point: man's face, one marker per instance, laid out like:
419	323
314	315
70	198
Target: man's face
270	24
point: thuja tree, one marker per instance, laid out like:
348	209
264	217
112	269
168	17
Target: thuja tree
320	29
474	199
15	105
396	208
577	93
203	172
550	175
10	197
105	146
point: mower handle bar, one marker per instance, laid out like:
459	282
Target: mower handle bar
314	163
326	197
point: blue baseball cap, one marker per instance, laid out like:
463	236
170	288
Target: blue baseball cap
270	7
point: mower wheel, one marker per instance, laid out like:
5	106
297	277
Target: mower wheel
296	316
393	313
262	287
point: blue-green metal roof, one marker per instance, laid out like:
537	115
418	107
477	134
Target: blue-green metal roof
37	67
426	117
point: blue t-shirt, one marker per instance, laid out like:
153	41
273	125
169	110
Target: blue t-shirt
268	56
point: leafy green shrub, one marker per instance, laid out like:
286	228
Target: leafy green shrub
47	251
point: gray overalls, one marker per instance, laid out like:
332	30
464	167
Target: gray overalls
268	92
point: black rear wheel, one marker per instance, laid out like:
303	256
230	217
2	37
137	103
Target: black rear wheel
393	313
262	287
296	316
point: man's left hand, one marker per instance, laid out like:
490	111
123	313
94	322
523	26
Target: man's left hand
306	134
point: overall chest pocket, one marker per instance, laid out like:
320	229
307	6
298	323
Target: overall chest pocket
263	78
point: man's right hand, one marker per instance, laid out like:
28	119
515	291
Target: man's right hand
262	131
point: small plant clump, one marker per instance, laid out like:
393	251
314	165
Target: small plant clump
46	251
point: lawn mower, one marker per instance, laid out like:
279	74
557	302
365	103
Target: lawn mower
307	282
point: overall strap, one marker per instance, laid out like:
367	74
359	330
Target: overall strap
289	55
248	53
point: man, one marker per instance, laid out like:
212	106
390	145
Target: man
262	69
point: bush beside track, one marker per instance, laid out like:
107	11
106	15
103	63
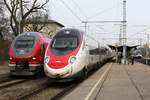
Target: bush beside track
4	51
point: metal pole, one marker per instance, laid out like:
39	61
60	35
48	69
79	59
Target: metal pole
19	20
124	30
85	27
147	53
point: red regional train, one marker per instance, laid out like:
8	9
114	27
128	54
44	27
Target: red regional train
72	54
27	54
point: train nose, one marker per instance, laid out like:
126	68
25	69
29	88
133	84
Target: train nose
58	73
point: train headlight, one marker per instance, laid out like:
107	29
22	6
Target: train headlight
72	59
12	59
46	60
34	58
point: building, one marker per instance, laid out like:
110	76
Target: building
43	25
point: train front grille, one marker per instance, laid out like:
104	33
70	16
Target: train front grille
22	65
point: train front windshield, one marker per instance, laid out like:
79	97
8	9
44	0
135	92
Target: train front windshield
24	42
65	43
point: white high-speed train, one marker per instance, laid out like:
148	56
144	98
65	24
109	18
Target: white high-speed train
72	54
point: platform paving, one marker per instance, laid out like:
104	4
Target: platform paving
123	82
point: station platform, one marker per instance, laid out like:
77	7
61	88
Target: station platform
115	82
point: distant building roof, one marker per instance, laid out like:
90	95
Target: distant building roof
42	21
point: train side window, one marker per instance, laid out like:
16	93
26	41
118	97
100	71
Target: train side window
42	48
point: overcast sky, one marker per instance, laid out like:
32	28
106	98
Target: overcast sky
72	12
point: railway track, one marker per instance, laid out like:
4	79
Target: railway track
49	91
134	84
12	89
11	82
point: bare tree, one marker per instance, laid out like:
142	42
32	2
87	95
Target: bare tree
36	22
4	27
22	8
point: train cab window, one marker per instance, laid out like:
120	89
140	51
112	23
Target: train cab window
42	49
22	44
65	43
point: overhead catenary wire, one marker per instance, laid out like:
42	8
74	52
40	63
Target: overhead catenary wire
103	11
77	17
82	12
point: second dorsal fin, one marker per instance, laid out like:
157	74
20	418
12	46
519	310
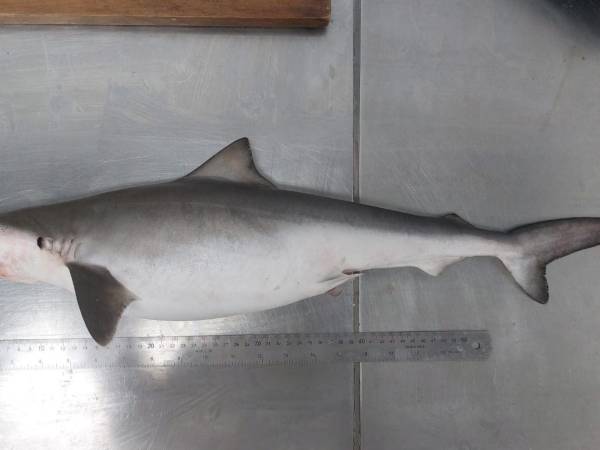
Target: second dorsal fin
233	163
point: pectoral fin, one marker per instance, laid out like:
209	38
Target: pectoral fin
101	298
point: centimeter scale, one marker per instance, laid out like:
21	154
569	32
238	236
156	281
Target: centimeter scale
247	350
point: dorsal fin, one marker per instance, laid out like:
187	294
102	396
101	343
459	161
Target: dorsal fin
234	163
457	219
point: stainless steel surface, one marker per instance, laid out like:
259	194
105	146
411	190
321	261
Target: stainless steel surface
84	110
245	350
488	109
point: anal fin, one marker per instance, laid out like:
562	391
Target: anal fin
101	298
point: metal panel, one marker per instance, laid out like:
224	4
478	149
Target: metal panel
84	110
488	109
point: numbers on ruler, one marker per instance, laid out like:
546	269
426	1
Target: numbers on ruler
239	350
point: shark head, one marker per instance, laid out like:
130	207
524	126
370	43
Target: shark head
19	254
23	259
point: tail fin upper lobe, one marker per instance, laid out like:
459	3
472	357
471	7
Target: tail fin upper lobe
541	243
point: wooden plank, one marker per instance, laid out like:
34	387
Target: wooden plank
234	13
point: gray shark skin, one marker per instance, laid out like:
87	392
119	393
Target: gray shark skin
223	240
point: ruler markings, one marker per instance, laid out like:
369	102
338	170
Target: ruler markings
249	350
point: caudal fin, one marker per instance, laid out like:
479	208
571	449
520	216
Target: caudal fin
541	243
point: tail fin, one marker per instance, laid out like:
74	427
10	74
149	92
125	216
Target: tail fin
541	243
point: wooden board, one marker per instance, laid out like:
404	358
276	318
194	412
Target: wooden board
235	13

Required work:
Rewrite all of the data above, replacing "one marker per instance" with "one point per instance" wherever it occurs and leaving everything else unchanged. Do not include the images in your answer.

The response:
point: man's face, one point per instance, laid out like:
419	323
314	315
70	198
Target: man's face
270	24
point: thuja tree, one point per instance, laid out like:
348	209
264	217
112	269
168	17
Target: thuja tree
320	29
474	199
15	105
396	208
577	93
203	172
550	175
10	197
105	146
point: mower handle bar, one point per instance, laid out like:
459	282
Target: mower handle bar
314	163
326	197
point: blue baseball cap, one point per instance, laid out like:
463	236
170	288
Target: blue baseball cap
270	7
point: mower wheel, one point per instance, laid out like:
5	106
297	277
Target: mower wheel
296	316
393	313
262	287
point: blue-green metal roof, one point per instance, laid out like:
537	115
418	107
477	134
Target: blue-green metal roof
37	67
426	117
point: blue t-shirt, one point per instance, laid out like:
153	41
273	125
169	110
Target: blue t-shirt
268	56
point: leafy green shrub, one point per instance, laid out like:
286	228
Target: leafy green shrub
47	251
point: gray overalls, one point per instance, laid out like:
332	30
464	167
Target: gray overalls
268	92
point: black rear wheel, one point per instance, laid out like:
303	256
230	217
2	37
137	103
Target: black rear wheel
393	313
262	287
296	316
point: man's left hand, one point per instance, laid out like:
490	111
123	313
94	322
523	26
Target: man's left hand
306	134
point: overall chest pocket, one point per instance, laid out like:
320	229
307	6
298	323
Target: overall chest pocket
263	78
point: man's right hand, one point per instance, laid out like:
28	119
515	291
Target: man's right hand
262	131
point: small plant clump, one point per instance, laid out like:
393	251
314	165
Target: small plant clump
46	251
point: lawn mower, one point per instance, laid out like:
279	74
557	302
365	103
Target: lawn mower
307	282
point: overall strap, one point per instance, laid out like:
367	74
359	330
Target: overall strap
289	55
248	53
point: man, one point per instance, laid out like:
212	106
390	145
Target: man
262	69
point: bush beside track, one point per instance, laid out like:
107	11
106	15
103	63
Target: bush beside track
4	51
point: metal pole, one point per instance, laid out like:
39	61
60	35
48	69
79	59
Target: metal pole
19	20
124	30
85	27
147	53
point: red regional train, one point per instance, laid out like:
8	9
114	27
128	54
44	27
Target: red regional train
72	54
27	54
point: train nose, one point per instance, laid out like:
126	68
25	69
29	88
133	84
Target: train nose
58	73
point: train headlight, one point per instance, laid out like:
107	29
22	6
Target: train headlight
72	59
12	59
46	60
34	58
point: building, one point per instance, laid out like:
110	76
Target: building
43	25
point: train front grille, one point per instance, laid out like:
104	33
70	16
Target: train front grille
22	65
point: train front windshield, one point per instance, laid out like:
79	97
8	9
44	0
135	92
Target: train front windshield
24	42
65	43
point: white high-speed train, one point per instance, laid out like:
148	56
144	98
65	24
109	18
Target: white high-speed train
72	54
point: platform paving, one point per instance, laid out like:
104	4
Target: platform paving
123	82
point: station platform, one point per instance, laid out like:
77	7
61	88
Target: station platform
115	82
point: distant building roof, one point per instance, laid out like:
90	95
Target: distant building roof
42	21
point: train side window, one point per instance, laid out like:
16	93
26	41
118	97
100	71
Target: train side window
42	48
point: overcast sky, one point per instance, laid out like:
32	28
106	98
Target: overcast sky
72	12
point: railway track, one point per instance, laid out like:
4	79
Target: railway track
49	91
134	84
12	89
11	82
point: bare tree, one point per instance, laid out like:
142	42
32	2
87	95
Target: bare tree
36	22
4	27
22	8
point: train cab window, one point per instance, laid out like:
120	89
140	51
112	23
Target: train cab window
42	49
22	44
65	43
point: overhead catenary wire, one point per instance, laid out like:
42	8
74	52
40	63
Target: overhead catenary wire
103	11
77	17
82	12
point: second dorsal fin, one point per instance, laid out like:
157	74
20	418
12	46
519	310
Target: second dorsal fin
233	163
point: pectoral fin, one point per instance, laid out like:
209	38
Target: pectoral fin
101	298
point: centimeter scale, one point per instance, laid out like:
21	154
569	32
238	236
156	281
Target: centimeter scale
247	350
point: dorsal fin, one point per instance, laid out like:
187	294
102	396
101	343
459	161
Target: dorsal fin
234	163
457	219
point: stainless steel surface, one point per instance, laid out like:
259	194
105	146
411	190
321	261
Target: stainless steel surface
84	110
245	350
488	109
point: anal fin, one point per instance, laid out like:
562	391
Target: anal fin
101	298
point: metal panel, one point per instance, laid out like:
224	4
478	149
Target: metal panel
84	110
488	109
point: numbers on ruler, one point per instance, laid out like:
546	269
426	1
Target: numbers on ruler
239	350
point: shark head, one point per instance, laid out like:
130	207
524	126
370	43
Target: shark head
19	254
23	259
point: tail fin upper lobe, one point per instance, laid out like:
459	3
472	357
471	7
Target: tail fin upper lobe
541	243
point: wooden plank, one point per instance, laid out like:
34	387
Target: wooden plank
234	13
point: gray shark skin, one point per instance, laid out like:
87	392
119	393
Target: gray shark skin
223	240
point: ruler markings, one point per instance, laid out like:
369	102
338	170
Target: ruler markings
249	350
point: caudal fin, one point per instance, laid out like:
479	208
571	449
520	216
Target: caudal fin
541	243
point: tail fin, one point per instance, laid out like:
74	427
10	74
149	92
125	216
Target: tail fin
541	243
point: wooden board, one point per instance, laid out like:
404	358
276	318
194	412
Target: wooden board
235	13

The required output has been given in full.